-- start SUPPLIED PASSAGE --

# CNC router pressure foot



## forhire (Jan 2, 2019)

I've been thinking about building a pressure foot for ages. Never could find the time and I wasn't about to buy one. So just before Christmas I picked up some hardware set out to design on based on the commercial version found here: https://store.shopbottools.com/products/cnc-pressure-foot 

Today I decided to give it a try on some parts I needed to cut out. Worked absolutely fantastic. This router has never cut so quite! Especially in the +X direction where it would often wine a bit.

I wanted the foot to look factory... I may have over done it this time.

-- end SUPPLIED PASSAGE --
-- start ROWS --

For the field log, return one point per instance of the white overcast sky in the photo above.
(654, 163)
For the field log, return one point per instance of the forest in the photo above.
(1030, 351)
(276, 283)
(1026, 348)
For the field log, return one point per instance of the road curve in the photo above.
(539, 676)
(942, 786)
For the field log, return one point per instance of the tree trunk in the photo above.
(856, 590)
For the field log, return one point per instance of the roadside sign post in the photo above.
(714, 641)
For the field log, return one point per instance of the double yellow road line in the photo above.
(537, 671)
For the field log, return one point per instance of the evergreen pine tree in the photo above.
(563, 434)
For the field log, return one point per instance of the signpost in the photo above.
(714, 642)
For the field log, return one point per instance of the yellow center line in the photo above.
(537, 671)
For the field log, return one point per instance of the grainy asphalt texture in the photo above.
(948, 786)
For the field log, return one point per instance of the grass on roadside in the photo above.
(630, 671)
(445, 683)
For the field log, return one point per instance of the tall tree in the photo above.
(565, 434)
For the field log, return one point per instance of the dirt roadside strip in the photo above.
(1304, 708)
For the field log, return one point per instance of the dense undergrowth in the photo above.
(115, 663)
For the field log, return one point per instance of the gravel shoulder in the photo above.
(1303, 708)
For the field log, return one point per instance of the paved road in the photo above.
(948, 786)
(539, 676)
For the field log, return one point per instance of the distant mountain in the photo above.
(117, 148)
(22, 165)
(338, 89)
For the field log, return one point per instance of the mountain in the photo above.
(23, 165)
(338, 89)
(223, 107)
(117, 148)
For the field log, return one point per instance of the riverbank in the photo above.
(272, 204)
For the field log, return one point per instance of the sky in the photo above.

-- end ROWS --

- TASKS:
1. According to the pressure foot post, why had the author gone so long without a pressure foot despite thinking about building one for ages? Answer in one to three sentences.
2. Echo the pressure foot post word for word, beginning at the words that contain "# CNC router" and stopping after "wine a bit.".
The data that come after the pressure foot post are separate material from the post itself.

- ANSWERS TO THE EXERCISE:
1. The author never could find the time to build one and wasn't willing to buy one.

2.
# CNC router pressure foot



## forhire (Jan 2, 2019)

I've been thinking about building a pressure foot for ages. Never could find the time and I wasn't about to buy one. So just before Christmas I picked up some hardware set out to design on based on the commercial version found here: https://store.shopbottools.com/products/cnc-pressure-foot 

Today I decided to give it a try on some parts I needed to cut out. Worked absolutely fantastic. This router has never cut so quite! Especially in the +X direction where it would often wine a bit.